[Material]
+ + + + + + +
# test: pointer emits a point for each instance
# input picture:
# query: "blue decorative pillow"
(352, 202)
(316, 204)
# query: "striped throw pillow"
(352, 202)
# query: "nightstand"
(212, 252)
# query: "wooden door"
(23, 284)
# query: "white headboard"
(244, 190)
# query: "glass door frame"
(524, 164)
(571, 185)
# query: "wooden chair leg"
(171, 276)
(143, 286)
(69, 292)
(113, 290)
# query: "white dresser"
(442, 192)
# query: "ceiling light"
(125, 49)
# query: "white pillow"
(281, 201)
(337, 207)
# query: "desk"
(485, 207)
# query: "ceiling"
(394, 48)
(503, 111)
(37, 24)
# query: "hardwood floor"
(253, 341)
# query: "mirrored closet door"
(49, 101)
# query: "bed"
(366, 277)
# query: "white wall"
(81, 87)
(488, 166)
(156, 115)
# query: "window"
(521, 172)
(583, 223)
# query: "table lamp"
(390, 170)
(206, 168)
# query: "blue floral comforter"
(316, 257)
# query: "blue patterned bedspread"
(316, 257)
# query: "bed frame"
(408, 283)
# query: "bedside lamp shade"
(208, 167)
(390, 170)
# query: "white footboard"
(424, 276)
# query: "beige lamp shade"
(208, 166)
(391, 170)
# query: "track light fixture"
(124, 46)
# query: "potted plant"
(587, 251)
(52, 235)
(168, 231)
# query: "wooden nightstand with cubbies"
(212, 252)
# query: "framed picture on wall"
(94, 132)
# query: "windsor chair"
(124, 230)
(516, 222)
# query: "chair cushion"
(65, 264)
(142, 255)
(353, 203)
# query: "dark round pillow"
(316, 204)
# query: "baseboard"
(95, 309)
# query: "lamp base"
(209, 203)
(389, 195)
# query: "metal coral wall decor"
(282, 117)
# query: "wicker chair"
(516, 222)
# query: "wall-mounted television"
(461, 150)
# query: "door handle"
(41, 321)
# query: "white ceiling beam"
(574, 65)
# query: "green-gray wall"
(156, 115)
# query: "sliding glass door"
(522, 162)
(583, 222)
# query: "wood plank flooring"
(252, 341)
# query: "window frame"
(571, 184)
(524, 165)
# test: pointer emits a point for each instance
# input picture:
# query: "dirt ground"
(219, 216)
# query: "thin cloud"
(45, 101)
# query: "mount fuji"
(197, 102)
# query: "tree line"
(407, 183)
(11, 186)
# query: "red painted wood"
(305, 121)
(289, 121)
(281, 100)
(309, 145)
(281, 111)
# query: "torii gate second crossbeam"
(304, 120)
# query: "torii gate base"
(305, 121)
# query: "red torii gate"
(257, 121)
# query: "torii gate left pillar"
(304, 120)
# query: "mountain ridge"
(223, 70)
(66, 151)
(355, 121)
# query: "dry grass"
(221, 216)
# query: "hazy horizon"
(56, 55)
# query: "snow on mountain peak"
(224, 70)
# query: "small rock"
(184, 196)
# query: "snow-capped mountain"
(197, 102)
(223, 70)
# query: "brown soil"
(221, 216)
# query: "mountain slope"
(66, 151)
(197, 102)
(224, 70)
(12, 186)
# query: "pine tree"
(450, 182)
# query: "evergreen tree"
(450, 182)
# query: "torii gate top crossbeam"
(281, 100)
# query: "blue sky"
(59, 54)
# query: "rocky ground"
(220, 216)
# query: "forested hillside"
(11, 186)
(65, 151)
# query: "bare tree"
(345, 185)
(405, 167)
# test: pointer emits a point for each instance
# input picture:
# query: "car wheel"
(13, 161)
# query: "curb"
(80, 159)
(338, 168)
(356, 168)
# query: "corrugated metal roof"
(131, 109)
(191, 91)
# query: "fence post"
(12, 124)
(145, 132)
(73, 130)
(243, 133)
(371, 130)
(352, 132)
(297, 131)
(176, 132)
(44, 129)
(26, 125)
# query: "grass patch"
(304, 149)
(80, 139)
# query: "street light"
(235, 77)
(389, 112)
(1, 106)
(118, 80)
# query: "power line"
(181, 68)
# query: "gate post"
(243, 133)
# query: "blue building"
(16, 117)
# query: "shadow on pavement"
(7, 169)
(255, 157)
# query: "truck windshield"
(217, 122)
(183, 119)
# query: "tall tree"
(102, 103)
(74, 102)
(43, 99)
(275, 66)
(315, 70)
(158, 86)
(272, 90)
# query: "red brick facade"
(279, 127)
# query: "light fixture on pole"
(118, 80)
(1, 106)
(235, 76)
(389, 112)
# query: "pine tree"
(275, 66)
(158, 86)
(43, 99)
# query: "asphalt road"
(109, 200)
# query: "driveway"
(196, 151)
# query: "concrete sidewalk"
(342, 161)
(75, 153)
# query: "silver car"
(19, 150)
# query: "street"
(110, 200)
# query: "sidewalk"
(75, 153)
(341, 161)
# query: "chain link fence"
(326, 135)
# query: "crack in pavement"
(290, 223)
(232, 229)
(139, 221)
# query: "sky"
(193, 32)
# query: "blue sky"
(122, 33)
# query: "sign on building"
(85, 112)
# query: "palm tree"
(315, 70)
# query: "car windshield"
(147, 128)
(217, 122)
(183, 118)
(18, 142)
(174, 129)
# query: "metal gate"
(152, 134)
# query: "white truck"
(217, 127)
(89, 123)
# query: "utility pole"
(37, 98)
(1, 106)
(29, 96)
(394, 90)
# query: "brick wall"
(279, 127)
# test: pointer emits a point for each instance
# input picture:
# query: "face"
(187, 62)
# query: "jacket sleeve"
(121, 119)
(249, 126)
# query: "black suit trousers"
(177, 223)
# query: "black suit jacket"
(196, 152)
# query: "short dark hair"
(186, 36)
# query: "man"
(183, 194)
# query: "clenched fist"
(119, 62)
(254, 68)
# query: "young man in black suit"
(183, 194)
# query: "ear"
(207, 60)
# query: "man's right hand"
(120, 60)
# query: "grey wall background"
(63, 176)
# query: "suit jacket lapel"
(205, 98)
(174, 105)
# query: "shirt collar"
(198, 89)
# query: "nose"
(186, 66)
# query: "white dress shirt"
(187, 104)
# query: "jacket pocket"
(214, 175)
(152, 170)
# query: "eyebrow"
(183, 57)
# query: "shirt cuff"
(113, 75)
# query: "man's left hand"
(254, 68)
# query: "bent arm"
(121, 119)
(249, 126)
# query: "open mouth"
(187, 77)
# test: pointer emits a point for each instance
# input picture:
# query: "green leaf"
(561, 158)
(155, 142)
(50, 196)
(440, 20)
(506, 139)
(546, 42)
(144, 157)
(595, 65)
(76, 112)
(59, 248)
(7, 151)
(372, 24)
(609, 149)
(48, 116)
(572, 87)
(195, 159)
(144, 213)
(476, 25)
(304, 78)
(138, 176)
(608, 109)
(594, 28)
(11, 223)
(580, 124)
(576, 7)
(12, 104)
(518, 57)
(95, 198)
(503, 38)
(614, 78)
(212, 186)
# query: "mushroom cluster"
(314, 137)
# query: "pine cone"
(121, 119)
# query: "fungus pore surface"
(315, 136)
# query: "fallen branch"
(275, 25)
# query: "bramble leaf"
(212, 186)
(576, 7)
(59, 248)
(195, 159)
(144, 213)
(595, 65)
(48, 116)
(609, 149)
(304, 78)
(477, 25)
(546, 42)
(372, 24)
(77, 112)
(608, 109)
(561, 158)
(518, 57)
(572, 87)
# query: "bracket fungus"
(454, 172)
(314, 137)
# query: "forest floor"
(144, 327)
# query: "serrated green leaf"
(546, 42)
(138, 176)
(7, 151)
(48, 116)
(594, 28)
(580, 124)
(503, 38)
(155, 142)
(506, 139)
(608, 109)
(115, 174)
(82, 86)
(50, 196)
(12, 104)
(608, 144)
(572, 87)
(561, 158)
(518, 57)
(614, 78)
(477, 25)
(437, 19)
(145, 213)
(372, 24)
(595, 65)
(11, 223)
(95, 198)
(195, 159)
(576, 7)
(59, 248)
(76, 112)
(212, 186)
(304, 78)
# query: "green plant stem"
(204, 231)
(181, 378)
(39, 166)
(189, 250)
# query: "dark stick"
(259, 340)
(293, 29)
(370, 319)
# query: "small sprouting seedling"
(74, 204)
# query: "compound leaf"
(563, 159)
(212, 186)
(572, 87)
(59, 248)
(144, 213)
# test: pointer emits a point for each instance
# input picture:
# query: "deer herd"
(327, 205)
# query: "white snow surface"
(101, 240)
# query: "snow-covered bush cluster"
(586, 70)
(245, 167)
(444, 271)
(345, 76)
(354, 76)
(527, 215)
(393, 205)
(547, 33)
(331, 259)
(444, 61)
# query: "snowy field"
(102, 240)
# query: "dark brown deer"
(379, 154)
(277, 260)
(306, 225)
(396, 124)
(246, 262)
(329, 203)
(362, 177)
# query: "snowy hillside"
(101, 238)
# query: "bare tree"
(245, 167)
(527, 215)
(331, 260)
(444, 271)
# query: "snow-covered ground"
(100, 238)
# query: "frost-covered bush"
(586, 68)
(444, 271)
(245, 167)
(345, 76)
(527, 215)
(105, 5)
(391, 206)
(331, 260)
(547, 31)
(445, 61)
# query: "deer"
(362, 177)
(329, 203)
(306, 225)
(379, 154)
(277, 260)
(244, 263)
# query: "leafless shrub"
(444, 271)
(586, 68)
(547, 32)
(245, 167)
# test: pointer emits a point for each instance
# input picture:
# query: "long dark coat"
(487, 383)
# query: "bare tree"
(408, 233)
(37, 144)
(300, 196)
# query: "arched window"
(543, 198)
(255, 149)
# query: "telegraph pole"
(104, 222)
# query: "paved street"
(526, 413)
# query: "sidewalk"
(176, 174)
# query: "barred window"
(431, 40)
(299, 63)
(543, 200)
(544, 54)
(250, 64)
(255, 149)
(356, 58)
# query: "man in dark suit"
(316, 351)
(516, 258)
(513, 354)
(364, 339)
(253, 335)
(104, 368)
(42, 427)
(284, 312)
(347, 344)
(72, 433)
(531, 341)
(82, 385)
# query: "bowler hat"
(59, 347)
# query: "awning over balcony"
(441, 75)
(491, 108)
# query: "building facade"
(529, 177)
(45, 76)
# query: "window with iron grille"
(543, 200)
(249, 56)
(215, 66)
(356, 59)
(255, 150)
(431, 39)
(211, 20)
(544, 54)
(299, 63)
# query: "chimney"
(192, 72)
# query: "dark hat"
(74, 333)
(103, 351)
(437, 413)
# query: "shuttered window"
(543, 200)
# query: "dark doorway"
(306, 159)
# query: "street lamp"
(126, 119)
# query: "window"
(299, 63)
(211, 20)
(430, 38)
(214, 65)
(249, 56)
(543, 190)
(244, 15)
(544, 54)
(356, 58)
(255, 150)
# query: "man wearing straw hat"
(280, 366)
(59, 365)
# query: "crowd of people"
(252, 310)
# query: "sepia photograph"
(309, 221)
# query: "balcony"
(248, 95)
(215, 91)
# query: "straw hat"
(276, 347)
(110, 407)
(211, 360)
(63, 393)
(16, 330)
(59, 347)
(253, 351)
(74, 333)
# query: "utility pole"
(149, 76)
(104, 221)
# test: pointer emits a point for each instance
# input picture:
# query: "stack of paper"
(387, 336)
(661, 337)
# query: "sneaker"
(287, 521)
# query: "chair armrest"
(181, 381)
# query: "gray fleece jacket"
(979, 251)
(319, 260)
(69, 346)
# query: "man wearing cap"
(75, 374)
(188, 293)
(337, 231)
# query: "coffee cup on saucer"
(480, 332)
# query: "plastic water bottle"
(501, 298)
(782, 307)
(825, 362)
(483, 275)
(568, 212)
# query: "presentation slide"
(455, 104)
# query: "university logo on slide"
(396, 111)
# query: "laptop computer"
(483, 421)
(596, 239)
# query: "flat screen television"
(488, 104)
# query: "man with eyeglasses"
+ + + + + + +
[Task] Count the lines in the rows above that contain the word "wearing", and give only that number.

[Exercise result] 2